╔══

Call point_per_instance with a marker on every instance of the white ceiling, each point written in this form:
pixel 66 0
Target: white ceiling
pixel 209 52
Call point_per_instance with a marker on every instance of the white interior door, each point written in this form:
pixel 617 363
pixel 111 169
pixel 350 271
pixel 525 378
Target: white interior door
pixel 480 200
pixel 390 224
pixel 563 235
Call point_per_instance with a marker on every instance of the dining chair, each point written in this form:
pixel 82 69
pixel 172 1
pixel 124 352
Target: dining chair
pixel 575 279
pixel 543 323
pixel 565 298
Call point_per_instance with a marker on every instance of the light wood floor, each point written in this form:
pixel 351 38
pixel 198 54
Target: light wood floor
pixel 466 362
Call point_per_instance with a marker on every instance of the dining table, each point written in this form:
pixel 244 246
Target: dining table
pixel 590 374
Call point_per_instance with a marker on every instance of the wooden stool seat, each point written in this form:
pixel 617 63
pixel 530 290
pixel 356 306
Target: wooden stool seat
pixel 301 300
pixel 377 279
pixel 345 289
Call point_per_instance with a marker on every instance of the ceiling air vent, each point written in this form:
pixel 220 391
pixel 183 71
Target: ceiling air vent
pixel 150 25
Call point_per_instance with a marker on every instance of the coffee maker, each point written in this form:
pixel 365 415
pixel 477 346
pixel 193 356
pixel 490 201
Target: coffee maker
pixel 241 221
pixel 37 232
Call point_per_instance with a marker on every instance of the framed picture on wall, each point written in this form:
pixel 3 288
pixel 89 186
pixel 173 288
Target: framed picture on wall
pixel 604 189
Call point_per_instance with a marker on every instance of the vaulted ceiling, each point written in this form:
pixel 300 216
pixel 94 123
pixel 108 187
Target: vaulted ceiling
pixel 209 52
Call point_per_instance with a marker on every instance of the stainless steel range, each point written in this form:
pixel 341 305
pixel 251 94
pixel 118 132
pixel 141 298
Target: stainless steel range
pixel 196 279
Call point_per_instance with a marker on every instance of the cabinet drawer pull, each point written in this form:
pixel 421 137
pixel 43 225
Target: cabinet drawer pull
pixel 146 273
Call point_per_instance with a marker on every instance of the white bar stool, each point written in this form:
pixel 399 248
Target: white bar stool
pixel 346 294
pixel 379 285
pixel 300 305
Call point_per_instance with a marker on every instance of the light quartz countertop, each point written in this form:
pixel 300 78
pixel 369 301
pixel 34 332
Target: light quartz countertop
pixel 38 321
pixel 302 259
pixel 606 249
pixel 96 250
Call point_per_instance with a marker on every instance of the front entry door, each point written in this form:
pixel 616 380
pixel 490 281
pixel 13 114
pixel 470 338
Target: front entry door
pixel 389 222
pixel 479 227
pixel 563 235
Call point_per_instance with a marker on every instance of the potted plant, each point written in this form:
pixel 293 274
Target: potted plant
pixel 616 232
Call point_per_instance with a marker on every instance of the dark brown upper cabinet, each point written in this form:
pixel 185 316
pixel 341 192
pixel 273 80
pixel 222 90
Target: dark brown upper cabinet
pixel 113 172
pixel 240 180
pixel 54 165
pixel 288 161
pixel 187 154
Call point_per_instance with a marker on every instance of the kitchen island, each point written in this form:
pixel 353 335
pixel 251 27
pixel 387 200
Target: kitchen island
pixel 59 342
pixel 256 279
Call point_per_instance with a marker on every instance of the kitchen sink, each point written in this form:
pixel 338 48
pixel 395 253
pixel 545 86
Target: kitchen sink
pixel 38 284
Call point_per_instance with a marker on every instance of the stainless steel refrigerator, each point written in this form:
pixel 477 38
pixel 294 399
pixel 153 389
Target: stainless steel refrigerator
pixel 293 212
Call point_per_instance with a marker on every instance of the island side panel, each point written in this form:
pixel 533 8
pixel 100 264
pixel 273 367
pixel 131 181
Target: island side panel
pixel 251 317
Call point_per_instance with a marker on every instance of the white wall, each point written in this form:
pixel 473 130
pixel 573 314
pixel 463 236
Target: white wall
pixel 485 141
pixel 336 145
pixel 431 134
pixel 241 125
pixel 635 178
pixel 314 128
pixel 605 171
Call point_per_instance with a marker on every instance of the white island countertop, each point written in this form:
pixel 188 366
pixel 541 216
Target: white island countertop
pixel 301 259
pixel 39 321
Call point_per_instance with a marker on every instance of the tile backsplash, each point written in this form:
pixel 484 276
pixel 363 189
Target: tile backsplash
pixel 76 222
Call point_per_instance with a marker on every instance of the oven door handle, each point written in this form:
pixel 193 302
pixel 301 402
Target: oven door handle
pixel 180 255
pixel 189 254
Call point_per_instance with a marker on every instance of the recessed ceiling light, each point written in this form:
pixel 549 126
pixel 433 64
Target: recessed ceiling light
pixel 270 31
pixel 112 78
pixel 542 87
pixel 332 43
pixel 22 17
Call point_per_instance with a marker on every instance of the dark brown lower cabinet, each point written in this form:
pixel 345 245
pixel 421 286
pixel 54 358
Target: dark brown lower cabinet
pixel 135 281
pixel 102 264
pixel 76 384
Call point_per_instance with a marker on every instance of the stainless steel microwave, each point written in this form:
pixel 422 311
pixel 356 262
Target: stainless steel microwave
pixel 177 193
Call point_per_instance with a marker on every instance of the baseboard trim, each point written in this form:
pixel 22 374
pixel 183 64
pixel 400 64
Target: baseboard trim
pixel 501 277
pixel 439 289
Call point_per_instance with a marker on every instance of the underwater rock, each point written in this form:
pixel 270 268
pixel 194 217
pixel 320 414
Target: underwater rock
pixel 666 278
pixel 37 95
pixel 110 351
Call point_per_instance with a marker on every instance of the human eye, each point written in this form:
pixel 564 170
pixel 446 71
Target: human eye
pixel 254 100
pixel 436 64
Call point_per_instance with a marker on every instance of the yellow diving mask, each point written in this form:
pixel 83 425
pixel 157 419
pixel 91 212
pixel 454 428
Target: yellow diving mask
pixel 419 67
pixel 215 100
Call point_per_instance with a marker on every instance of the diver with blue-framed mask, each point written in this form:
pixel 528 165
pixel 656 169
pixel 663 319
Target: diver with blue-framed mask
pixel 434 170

╚══

*Written request*. Reproduce the entire listing above line for line, with no changes.

*Result of this task*.
Call point_per_instance with a marker on every instance of the white ceiling, each point written in this form:
pixel 66 0
Target: white ceiling
pixel 209 52
Call point_per_instance with a marker on every instance of the white interior door, each point written in this form:
pixel 617 363
pixel 111 169
pixel 350 271
pixel 525 378
Target: white interior door
pixel 480 200
pixel 390 224
pixel 563 235
Call point_per_instance with a marker on every instance of the dining chair, each point written in this form:
pixel 82 69
pixel 172 1
pixel 124 352
Target: dining chair
pixel 575 279
pixel 543 323
pixel 565 298
Call point_per_instance with a marker on every instance of the light wood floor, each point written in this form:
pixel 351 38
pixel 198 54
Target: light wood floor
pixel 466 362
Call point_per_instance with a marker on every instance of the dining table, each point written in this form:
pixel 244 246
Target: dining table
pixel 590 374
Call point_per_instance with a marker on every instance of the wooden stool seat, each point written in this form:
pixel 617 63
pixel 530 290
pixel 356 306
Target: wooden stool seat
pixel 301 300
pixel 377 279
pixel 345 289
Call point_per_instance with a marker on every instance of the ceiling air vent, each point written in this form:
pixel 220 391
pixel 183 71
Target: ceiling air vent
pixel 150 25
Call point_per_instance with a marker on every instance of the coffee maker, each point written in this form:
pixel 365 415
pixel 477 346
pixel 193 356
pixel 490 201
Target: coffee maker
pixel 241 221
pixel 37 232
Call point_per_instance with a marker on every instance of the framed picture on wall, each point written in this form:
pixel 3 288
pixel 89 186
pixel 173 288
Target: framed picture on wall
pixel 604 189
Call point_per_instance with a marker on every instance of the vaulted ceiling, each point written in this form:
pixel 300 216
pixel 94 123
pixel 108 187
Target: vaulted ceiling
pixel 209 52
Call point_per_instance with a marker on every instance of the stainless steel range, each point written in this form:
pixel 341 305
pixel 251 94
pixel 118 132
pixel 141 298
Target: stainless steel range
pixel 196 279
Call point_per_instance with a marker on every instance of the cabinet drawer pull, each point written in this form:
pixel 421 137
pixel 43 225
Target: cabinet drawer pull
pixel 146 273
Call point_per_instance with a marker on every instance of the white bar stool, each point written in this form:
pixel 399 248
Target: white bar stool
pixel 346 294
pixel 379 285
pixel 300 305
Call point_per_instance with a marker on every instance of the light quartz countertop, each point written in this form:
pixel 300 78
pixel 369 301
pixel 34 332
Target: light quartz countertop
pixel 38 321
pixel 302 259
pixel 606 249
pixel 96 250
Call point_per_instance with a marker on every instance of the front entry door, each point written in this form:
pixel 616 380
pixel 490 281
pixel 13 114
pixel 470 338
Target: front entry door
pixel 389 222
pixel 479 227
pixel 563 235
Call point_per_instance with a marker on every instance of the potted plant, each point written in this form:
pixel 293 274
Target: potted plant
pixel 616 232
Call point_per_instance with a marker on every instance of the dark brown upper cabinet, each point written in this form:
pixel 185 316
pixel 341 192
pixel 273 80
pixel 222 90
Target: dark brown upper cabinet
pixel 113 172
pixel 240 180
pixel 54 165
pixel 288 161
pixel 187 154
Call point_per_instance with a marker on every instance of the kitchen island, each point written in this form:
pixel 353 335
pixel 251 27
pixel 387 200
Target: kitchen island
pixel 59 342
pixel 256 279
Call point_per_instance with a marker on every instance of the kitchen sink, each point written in this form:
pixel 338 48
pixel 395 253
pixel 545 86
Target: kitchen sink
pixel 38 284
Call point_per_instance with a marker on every instance of the stainless steel refrigerator, each point written in this form:
pixel 477 38
pixel 294 399
pixel 153 389
Target: stainless steel refrigerator
pixel 293 212
Call point_per_instance with a marker on every instance of the island side panel, each point written in this form:
pixel 533 8
pixel 100 264
pixel 273 367
pixel 131 181
Target: island side panel
pixel 251 317
Call point_per_instance with a marker on every instance of the white wall, each point written in this form:
pixel 473 130
pixel 573 314
pixel 463 236
Target: white wall
pixel 485 141
pixel 336 145
pixel 431 134
pixel 241 125
pixel 635 178
pixel 314 128
pixel 605 171
Call point_per_instance with a marker on every instance of the white island countertop, each point written in this form:
pixel 188 366
pixel 541 216
Target: white island countertop
pixel 301 259
pixel 39 321
Call point_per_instance with a marker on every instance of the tile backsplash, each point written in this form:
pixel 484 276
pixel 363 189
Target: tile backsplash
pixel 76 222
Call point_per_instance with a marker on every instance of the oven door handle, each point written in this form:
pixel 193 302
pixel 301 402
Target: oven door handle
pixel 180 255
pixel 189 254
Call point_per_instance with a marker on every instance of the recessed ceiling light, each point written in this form:
pixel 549 126
pixel 433 64
Target: recessed ceiling light
pixel 270 31
pixel 112 78
pixel 542 87
pixel 332 43
pixel 22 17
Call point_per_instance with a marker on every instance of the dark brown lower cabinet, each point written in this form:
pixel 345 245
pixel 421 286
pixel 54 358
Target: dark brown lower cabinet
pixel 135 281
pixel 102 264
pixel 76 384
Call point_per_instance with a marker on every instance of the stainless steel microwave, each point written in this form:
pixel 422 311
pixel 356 262
Target: stainless steel microwave
pixel 177 193
Call point_per_instance with a marker on every instance of the baseboard trim, each point written in this form:
pixel 22 374
pixel 183 64
pixel 400 64
Target: baseboard trim
pixel 501 277
pixel 439 289
Call point_per_instance with a marker on every instance of the underwater rock, each point written in this form:
pixel 270 268
pixel 194 217
pixel 320 414
Target: underwater rock
pixel 666 278
pixel 37 95
pixel 110 351
Call point_per_instance with a marker on every instance of the human eye, each point written in this form:
pixel 564 170
pixel 446 71
Target: human eye
pixel 254 100
pixel 436 64
Call point_per_instance with a marker on every instance of the yellow diving mask, each point written in this form:
pixel 83 425
pixel 157 419
pixel 91 212
pixel 454 428
Target: yellow diving mask
pixel 419 67
pixel 215 100
Call point_per_instance with a marker on every instance of the diver with blue-framed mask, each point written in this form:
pixel 528 165
pixel 656 169
pixel 663 319
Target: diver with blue-framed mask
pixel 434 170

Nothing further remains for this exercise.